- [Source text]
Don’t look now, but the federal government just gutted your most fundamental Constitutional rights.
The Patriot Act is anything but patriotic. In fact, it’s fascism at its worst when the stripping of the Bill of Rights is dressed up to look like a safe, smart move for national interests, and anyone who opposes it is made to look like a disloyal enemy of this country.
In case you missed it, the Patriot Act allows police to arrest and detain indefinitely any American suspected of terrorism as well as any immigrant, without disclosure of their names. We’re not just talking about foreigners who are here illegally. It also allows “sneak and peek” searches of suspects’ homes without subsequent notification of the searches, collection of personal information such as Web surfing habits and the forcing of librarians, booksellers and video shop proprietors to turn over patron records to federal investigators when asked. It allows wiretapping on ANYONE – without reason or proof of suspicious activity.
Attorney General John Ashcroft has arrested hundreds, perhaps thousands of people (and since the arrests are classified we don’t have a reliable headcount) and held them incommunicado. The “detainees” (why don’t they just call them “hostages”?) are denied access to friends, family and legal counsel. Ashcroft claims the right to indefinitely imprison these people, even though the Justice Department admits they are innocent because they have not been charged with a crime.
And now I hear Ashcroft wants to arrest and sequester into camps people who are considered terrorist suspects.
Is it just me, or does anyone else see something wrong with this picture? Does anyone see a blatant repeat of that embarrassing 1941-42 time in American history when we illegally rounded up Japanese-Americans? Or how about a repeat of Nazi Germany?
But let’s face it: not many American citizens seem to give a rat’s ass about this alarming situation. Frankly, I don’t know what disturbs me more — the fact that our moronic greedy lawgivers passed the Patriot Act or the fact that this entire nation would rather watch a TV sitcom than rail against the illegal destruction of their 200-plus-year-old rights.
Hey, don’t think I’m excusing myself on this one either. I’m just as guilty as everyone else of being wrapped up in my own microcosm of life. I’ve been paying more attention to matters at hand – albatross cars, cigarettes, paying bills, cigarettes, local politics and cigarettes – than I have to the crimes of the federal government.

- [What you need to do]
1. Rewrite the Patriot Act commentary between "Don’t look now, but" and "of this country.", inclusive, replacing "Patriot Act" with "USA PATRIOT Act".
2. Carry the Patriot Act commentary forward past its final paragraph.
The material plays no part in the work on the Patriot Act commentary.

(Coordinate labeling data)
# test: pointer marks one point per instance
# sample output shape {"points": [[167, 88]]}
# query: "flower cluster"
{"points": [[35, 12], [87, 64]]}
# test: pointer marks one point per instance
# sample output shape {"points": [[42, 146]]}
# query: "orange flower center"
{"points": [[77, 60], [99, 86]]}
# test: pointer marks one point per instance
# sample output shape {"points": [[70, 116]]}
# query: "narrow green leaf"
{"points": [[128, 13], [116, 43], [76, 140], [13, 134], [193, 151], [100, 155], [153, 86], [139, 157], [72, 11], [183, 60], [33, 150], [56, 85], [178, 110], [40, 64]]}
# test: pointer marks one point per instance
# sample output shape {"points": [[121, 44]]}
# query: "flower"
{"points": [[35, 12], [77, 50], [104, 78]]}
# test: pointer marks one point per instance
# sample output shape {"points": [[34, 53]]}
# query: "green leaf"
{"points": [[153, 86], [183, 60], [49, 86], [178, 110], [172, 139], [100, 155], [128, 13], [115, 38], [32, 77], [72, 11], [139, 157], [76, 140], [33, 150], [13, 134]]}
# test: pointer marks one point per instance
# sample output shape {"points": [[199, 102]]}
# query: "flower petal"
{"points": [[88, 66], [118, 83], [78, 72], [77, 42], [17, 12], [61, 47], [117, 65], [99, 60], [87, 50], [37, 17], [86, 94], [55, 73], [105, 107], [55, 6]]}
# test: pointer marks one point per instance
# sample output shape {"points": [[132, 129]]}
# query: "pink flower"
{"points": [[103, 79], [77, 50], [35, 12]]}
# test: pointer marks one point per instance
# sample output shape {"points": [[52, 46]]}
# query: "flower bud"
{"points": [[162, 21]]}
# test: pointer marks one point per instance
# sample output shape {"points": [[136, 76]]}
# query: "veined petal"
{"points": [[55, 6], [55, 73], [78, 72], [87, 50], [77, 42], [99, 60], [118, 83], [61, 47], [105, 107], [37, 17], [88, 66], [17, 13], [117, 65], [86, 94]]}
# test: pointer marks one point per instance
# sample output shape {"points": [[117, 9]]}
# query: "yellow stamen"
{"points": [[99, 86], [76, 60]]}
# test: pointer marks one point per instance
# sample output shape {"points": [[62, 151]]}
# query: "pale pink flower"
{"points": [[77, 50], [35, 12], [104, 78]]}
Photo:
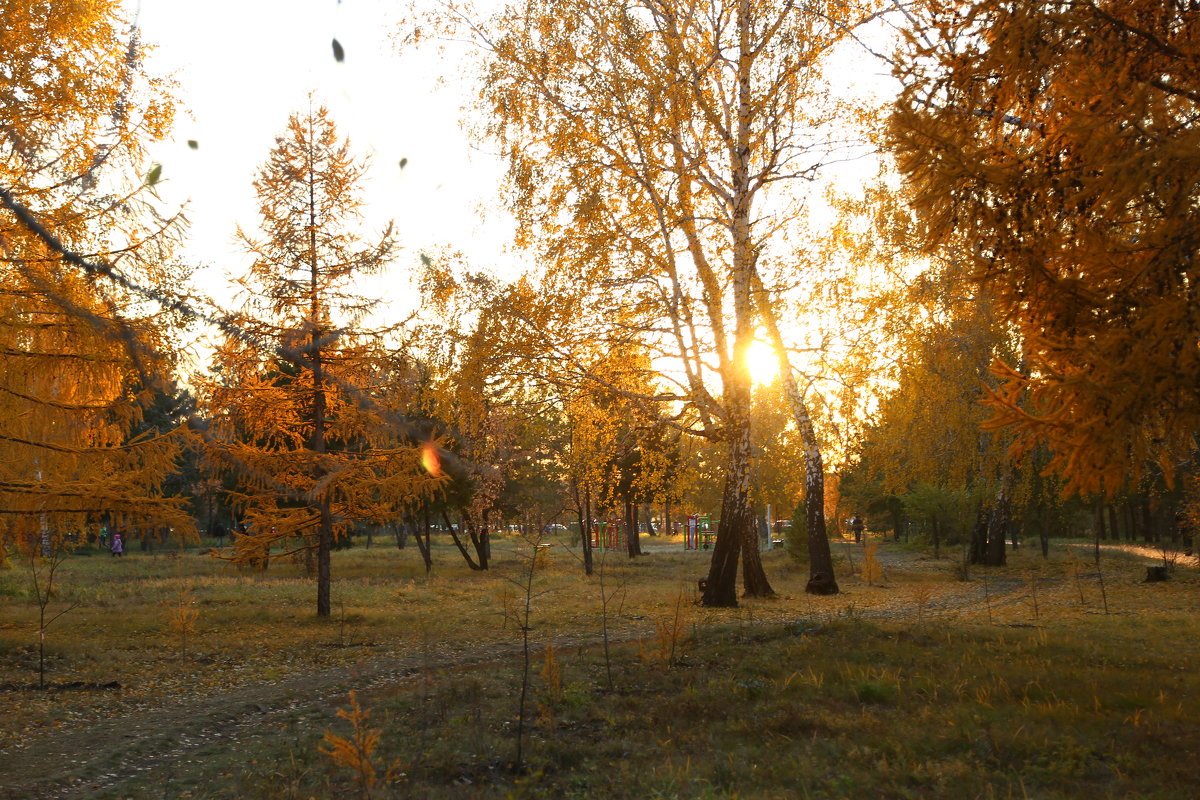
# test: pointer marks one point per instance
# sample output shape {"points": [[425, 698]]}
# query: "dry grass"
{"points": [[919, 686]]}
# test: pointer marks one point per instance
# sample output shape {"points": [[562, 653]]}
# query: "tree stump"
{"points": [[1156, 573]]}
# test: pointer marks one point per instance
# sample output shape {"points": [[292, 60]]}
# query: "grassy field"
{"points": [[1018, 683]]}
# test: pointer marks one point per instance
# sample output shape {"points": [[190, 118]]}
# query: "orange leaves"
{"points": [[357, 751], [430, 459], [1060, 164]]}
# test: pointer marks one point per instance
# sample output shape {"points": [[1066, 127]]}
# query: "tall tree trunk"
{"points": [[997, 523], [633, 541], [720, 587], [737, 525], [424, 547], [459, 543], [585, 512], [821, 576], [325, 521]]}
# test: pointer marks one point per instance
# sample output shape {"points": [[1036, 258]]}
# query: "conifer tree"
{"points": [[1055, 145], [295, 421], [81, 354], [642, 139]]}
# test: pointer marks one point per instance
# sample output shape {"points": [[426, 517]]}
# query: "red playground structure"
{"points": [[701, 534], [607, 535]]}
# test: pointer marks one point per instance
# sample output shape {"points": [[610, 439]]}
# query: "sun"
{"points": [[763, 362]]}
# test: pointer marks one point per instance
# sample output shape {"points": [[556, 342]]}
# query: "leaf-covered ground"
{"points": [[915, 685]]}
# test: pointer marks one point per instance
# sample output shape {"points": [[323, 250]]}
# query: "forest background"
{"points": [[993, 341]]}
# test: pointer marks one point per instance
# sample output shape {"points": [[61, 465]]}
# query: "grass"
{"points": [[897, 690]]}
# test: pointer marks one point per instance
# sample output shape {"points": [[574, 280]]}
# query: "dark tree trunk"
{"points": [[586, 528], [1147, 521], [720, 587], [424, 546], [979, 536], [633, 541], [457, 542]]}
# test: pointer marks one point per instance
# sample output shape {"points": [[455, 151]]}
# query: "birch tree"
{"points": [[295, 421]]}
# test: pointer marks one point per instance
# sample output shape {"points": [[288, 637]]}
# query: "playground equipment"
{"points": [[607, 535], [701, 534]]}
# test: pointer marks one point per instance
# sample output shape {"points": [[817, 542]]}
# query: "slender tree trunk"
{"points": [[424, 547], [720, 587], [325, 522], [997, 523], [633, 541], [457, 542], [821, 575], [586, 530]]}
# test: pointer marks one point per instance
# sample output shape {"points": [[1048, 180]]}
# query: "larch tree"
{"points": [[82, 353], [294, 420], [1055, 144], [652, 150]]}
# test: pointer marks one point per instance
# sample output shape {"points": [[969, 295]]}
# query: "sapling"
{"points": [[525, 583], [45, 559]]}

- [Task responses]
1.
Don’t look now, but the federal government just gutted your most fundamental Constitutional rights.
The USA PATRIOT Act is anything but patriotic. In fact, it’s fascism at its worst when the stripping of the Bill of Rights is dressed up to look like a safe, smart move for national interests, and anyone who opposes it is made to look like a disloyal enemy of this country.

2.
People are far more interested in, say, who will be Hollister’s next mayor than they are in the possibility of being locked up indefinitely for no cause. Even in New Idria, we are more mesmerized by a local grassroots effort to overthrow Mayor Orange the Cat. Cousin Phony BooHoo is spearheading a recall effort on Orange so that he can become mayor himself, and hopes to do away with elections in favor of the same weak-mayored rotation system that Hollister has.
Who’s got time to think about those pesky Constitutional rights? – which are now mere shadows of their former selves. We’d rather stuff ballot boxes.
(Phony hates Orange. I think he is jealous of that cat’s popularity. After all, Mayor Orange won the Best Local Politician vote from the citizens of San Benito in The Pinnacle on Thanksgiving. I heard Phony himself didn’t do so great in that poll.)
By the time us insulated rubes of New Idria realized the federal government had gone ape with our Constitution when we weren’t looking, it was too late. When we heard about how far the Patriot Act sweeps away our civil liberties, we all started acting like raving paranoids – and for good reason!
My sister Mel, the Tambourine Virtuoso, has been reluctant to shake out a tune on her instrument for fear it will be misconstrued as “subversive.” Even innocuous standards like “She’ll Be Comin’ ‘Round the Mountain” and “100 Bottles of Beer on the Wall” have been scrapped from her once diverse repertoire.
My brother, former Councilman Kemp, has made a new institution at Orange Acres City Council meetings. Every week he announces the local “Jack-Booted Thug of the Month.” This month it was Councilman Cousin Phony BooHoo for wanting to take away local elections (and our longtime practice of election fraud).
I myself have been walking around with a “Pope Scope,” which is something like a cardboard periscope so you can see over the heads of people in a crowd. I use it to see in back of my head.
And Orange the Cat? He’s been a one-man spraying machine, sabotaging everything in his wake, especially where he thinks federal “men in black” have installed listening devices. We have to pick up the phone receivers with barbeque tongs now.
So even us far-flung hillbillies of New Idria are affected by the brave new world of the George Dubya administration. Remember what Ben Franklin said, folks! “Those who give up liberty for security deserve neither.”
San Carlos Creek Update: The creek has been unusually milky-murky lately, which is an indicator that the recent rains have churned up a chemical reaction with all the heavy metals of alum, boron, methylymercury, iron-sulfide, manganese, and on and on that pour out of the old New Idria mine shafts.
We were lamenting it the other day from the Bridge Over Troubled Water.
“It’s too bad the government can’t concentrate on cleaning up this mess, instead of stripping away our rights,” I clucked, tisk-tisking it all and wagging my finger at the waterway.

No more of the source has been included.